**** KUTIPAN UNTUK DIBACA ****

[Nasional-m] Sistem Perekrutan Anggota Polri

Ambon nasional-m@polarhome.com
Tue Sep 17 00:12:16 2002


Suara Merdeka
Selasa, 17 September 2002 Karangan Khas

Sistem Perekrutan Anggota Polri
Oleh: Saratri Wilonoyudho

KASUS kebrutalan Bripka Alex Suwondo yang menembak mati tiga orang dan
kemudian dia sendiri juga bunuh diri, menarik untuk dicermati lebih lanjut.
Peristiwa ini mestinya makin membukakan mata para petinggi di jajaran
kepolisian untuk: pertama, menengok kembali sistem pembinaan dan pemantauan
rutin kondisi psikologis para anggotanya dan kedua mengakhiri proses
perekrutan para anggota Polri yang sampai saat ini ditengarai tidak
profesional.
Sederhana saja kalau kita iseng-iseng mengawasi para calon anggota Polri
atau mereka yang baru saja menyelesaikan pendidikannya, sekilas saja nampak
postur tubuh atau "aura" mereka sebagai seorang penegak hukum tidak
meyakinkan.

**** ENTRI YANG DISEDIAKAN ****

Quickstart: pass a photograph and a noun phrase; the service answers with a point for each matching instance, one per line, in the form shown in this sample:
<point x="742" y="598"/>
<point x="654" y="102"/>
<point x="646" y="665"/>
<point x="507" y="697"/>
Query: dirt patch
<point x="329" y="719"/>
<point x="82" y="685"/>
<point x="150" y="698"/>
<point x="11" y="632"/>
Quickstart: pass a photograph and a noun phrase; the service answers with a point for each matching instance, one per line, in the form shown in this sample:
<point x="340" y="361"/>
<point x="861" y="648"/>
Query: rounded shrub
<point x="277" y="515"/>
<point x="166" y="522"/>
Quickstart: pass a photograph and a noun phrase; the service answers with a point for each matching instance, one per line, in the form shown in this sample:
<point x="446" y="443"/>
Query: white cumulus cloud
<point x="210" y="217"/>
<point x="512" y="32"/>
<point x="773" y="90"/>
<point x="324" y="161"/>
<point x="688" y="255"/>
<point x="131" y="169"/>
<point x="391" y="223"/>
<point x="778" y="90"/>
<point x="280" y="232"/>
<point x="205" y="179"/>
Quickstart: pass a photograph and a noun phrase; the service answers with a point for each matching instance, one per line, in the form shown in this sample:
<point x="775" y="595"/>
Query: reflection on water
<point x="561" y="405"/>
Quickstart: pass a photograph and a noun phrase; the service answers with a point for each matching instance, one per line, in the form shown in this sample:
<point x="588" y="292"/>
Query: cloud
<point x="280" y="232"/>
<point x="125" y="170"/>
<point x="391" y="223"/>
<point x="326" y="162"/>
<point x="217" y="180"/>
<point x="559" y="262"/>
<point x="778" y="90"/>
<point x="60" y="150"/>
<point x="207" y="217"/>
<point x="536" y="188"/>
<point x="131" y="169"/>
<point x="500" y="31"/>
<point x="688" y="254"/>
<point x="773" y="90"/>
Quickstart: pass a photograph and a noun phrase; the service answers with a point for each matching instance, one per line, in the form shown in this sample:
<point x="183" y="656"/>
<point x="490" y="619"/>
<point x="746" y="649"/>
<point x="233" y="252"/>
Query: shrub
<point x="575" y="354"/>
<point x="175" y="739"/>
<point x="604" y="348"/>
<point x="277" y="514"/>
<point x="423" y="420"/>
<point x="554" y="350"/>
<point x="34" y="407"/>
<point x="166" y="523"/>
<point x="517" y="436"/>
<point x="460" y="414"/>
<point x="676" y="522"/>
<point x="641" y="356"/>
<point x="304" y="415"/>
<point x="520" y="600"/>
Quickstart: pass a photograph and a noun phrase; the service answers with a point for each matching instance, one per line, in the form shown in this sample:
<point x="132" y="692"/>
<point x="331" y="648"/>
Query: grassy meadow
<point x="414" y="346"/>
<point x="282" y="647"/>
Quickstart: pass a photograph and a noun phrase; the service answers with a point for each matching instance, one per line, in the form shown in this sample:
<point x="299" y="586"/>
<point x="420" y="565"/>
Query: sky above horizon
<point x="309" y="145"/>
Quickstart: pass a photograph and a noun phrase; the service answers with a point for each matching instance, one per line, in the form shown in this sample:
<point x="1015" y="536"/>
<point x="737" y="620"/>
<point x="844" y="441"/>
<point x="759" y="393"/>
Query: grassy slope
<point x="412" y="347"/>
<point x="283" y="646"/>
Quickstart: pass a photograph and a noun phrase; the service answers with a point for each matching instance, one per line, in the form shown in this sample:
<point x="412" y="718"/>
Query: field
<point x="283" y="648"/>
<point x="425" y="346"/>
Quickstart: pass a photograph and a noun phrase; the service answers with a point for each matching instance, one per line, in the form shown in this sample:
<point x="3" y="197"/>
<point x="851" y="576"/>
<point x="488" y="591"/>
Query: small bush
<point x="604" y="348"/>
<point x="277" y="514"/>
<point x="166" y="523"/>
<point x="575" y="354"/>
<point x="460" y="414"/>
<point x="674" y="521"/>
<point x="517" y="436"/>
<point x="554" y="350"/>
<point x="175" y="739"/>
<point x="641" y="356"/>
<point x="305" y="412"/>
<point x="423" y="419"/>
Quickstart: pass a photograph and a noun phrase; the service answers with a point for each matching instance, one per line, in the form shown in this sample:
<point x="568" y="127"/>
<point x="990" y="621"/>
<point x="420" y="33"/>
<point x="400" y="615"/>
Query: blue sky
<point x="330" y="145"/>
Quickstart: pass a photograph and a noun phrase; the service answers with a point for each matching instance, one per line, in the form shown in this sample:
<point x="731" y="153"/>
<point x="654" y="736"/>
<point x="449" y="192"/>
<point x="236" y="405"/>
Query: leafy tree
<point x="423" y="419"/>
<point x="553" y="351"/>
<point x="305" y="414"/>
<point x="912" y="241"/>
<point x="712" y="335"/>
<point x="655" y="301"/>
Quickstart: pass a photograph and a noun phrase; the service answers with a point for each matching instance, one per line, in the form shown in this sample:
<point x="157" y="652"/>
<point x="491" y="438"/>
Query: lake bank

****

§ **TINDAKAN YANG DIPERLUKAN**
1. Tuliskan ulang bagian artikel tentang perekrutan anggota Polri yang dimulai dengan "Ambon nasional-m@polarhome.com" dan berakhir pada "dicermati lebih lanjut.".
2. Menurut artikel tentang perekrutan anggota Polri, berapa orang yang ditembak mati oleh Bripka Alex Suwondo?

§ **KUMPULAN JAWABAN**
1.
Ambon nasional-m@polarhome.com
Tue Sep 17 00:12:16 2002


Suara Merdeka
Selasa, 17 September 2002 Karangan Khas

Sistem Perekrutan Anggota Polri
Oleh: Saratri Wilonoyudho

KASUS kebrutalan Bripka Alex Suwondo yang menembak mati tiga orang dan
kemudian dia sendiri juga bunuh diri, menarik untuk dicermati lebih lanjut.

2. Bripka Alex Suwondo menembak mati tiga orang.